Objetivos:
(A) Reproduza a parte do trecho sobre Pauline Kael que começa em "A colaboração de" e segue até "as escreviam anonimamente).", substituindo "ensaios" por "artigos".
(B) Indique se cada afirmação abaixo está de acordo com o trecho sobre Pauline Kael, respondendo sim ou não e citando literalmente as palavras do texto que decidem a questão: (i) Kael colaborou com a revista de 1967 a 1991; (ii) as notas para a seção "Goings On About Town" sempre foram assinadas; (iii) Kael considerou "Amargo Regresso" um filme extremamente ingênuo.
(C) Dê prosseguimento ao texto sobre Pauline Kael a partir do ponto em que ele termina.

Trecho selecionado:
----

Pauline Kael teve de 1967 a
1991 um caso de amor correspondido com a revista de maior
prestígio entre intelectuais norte-americanos nas últimas cinco
décadas.
"The New Yorker" continua
excelente. Mas mudou muito
nos últimos anos, desde que
seus proprietários, do grupo Newhouse-Condé Nast, resolveram fazer com que ela gerasse
mais lucros, preocupação que
não estava entre as prioridades
de William Shawn, que dizia:
"Nós fazemos a revista para nós
mesmos e esperamos que (os
leitores) sejam gente como nós e
a achem interessante e útil".
A colaboração de Kael com a
revista era dividida em duas: os
longos ensaios, que a tornaram
célebre, e as curtas notas para a
famosa seção "Goings On About
Town", anônimas (há poucos
anos, elas passaram a ser assinadas; no tempo de Shawn, alguns
dos maiores intelectuais do país
as escreviam anonimamente).
O público da revista se divertia
com Kael. Mesmo quando ela
usava três ou quatro páginas escrevendo sobre filmes de terceira categoria, que os leitores provavelmente nunca veriam. Aí, o
que importava era o estilo.
Noutras ocasiões, ela os escandalizava. Como, em 1972, quando decretou: "A data da estréia
de "O Último Tango em Paris"
deve ser um marco na história
do cinema comparável ao que 29
de maio de 1913, estréia de "A Sagração da Primavera", representa para a história da música". "O
Último Tango", de Bernardo
Bertolucci, horrorizara conservadores em todo o mundo por
uma célebre cena de sodomia.
Com a carta branca que tinha
de Shawn, Kael não fazia concessões. "Amargo Regresso"
(1978), o drama de Hal Ashby
sobre veteranos da Guerra do
Vietnã, foi chamado por ela de
"extremamente ingênuo e provavelmente desonesto".

----

(Dados de origem)
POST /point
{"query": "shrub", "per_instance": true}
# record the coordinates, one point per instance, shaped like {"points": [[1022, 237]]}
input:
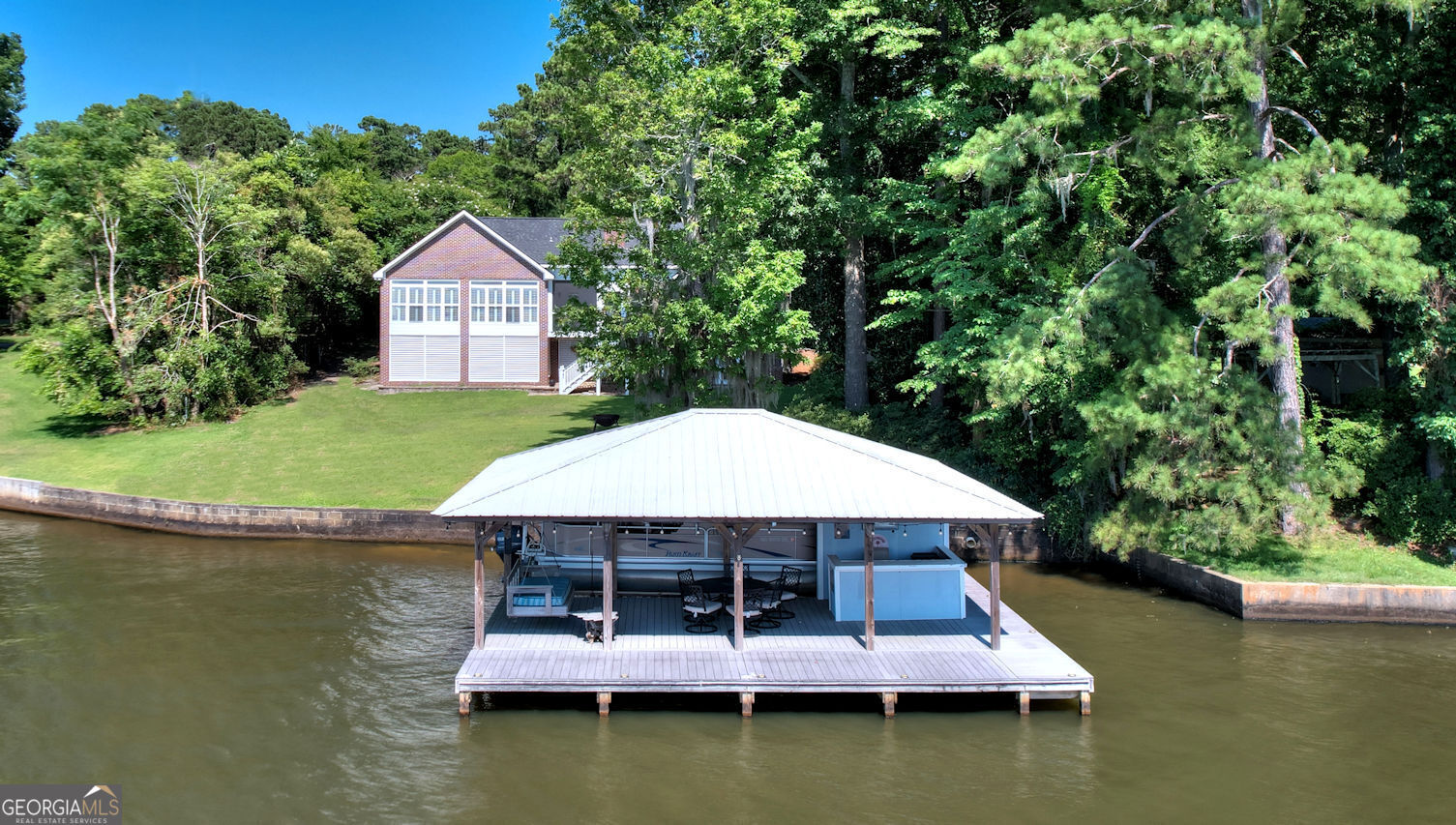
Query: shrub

----

Respostas:
(A)
A colaboração de Kael com a
revista era dividida em duas: os
longos artigos, que a tornaram
célebre, e as curtas notas para a
famosa seção "Goings On About
Town", anônimas (há poucos
anos, elas passaram a ser assinadas; no tempo de Shawn, alguns
dos maiores intelectuais do país
as escreviam anonimamente).

(B)
(i) Sim: "teve de 1967 a 1991 um caso de amor correspondido com a revista".
(ii) Não: "anônimas (há poucos anos, elas passaram a ser assinadas".
(iii) Sim: "extremamente ingênuo e provavelmente desonesto".

(C)
"Levou muito tempo até que o
tom de meu texto, direto, coloquial, fosse aceito por alguns leitores da "The New Yorker". Alguns eram realmente travados.
Se eu dizia que tinha saído no
meio de um filme de Fellini ou
de uma peça de Pinter, eles me
escreviam para dizer que era minha obrigação assistir de novo,
até o fim, antes de escrever a respeito dos trabalhos."
A relação amor-ódio entre
Kael e parte dos leitores da revista era muito evidente. "Talvez meu estilo de conversa simples lhes tenha imposto uma relação com a revista mais íntima
do que estavam acostumados.
Muitos passaram a sentir prazer
no ódio que tinham por mim.
Duvido que algum outro crítico
de cinema tenha tido leitores tão
exuberantes, exigentes, como os
meus", diria ela já aposentada.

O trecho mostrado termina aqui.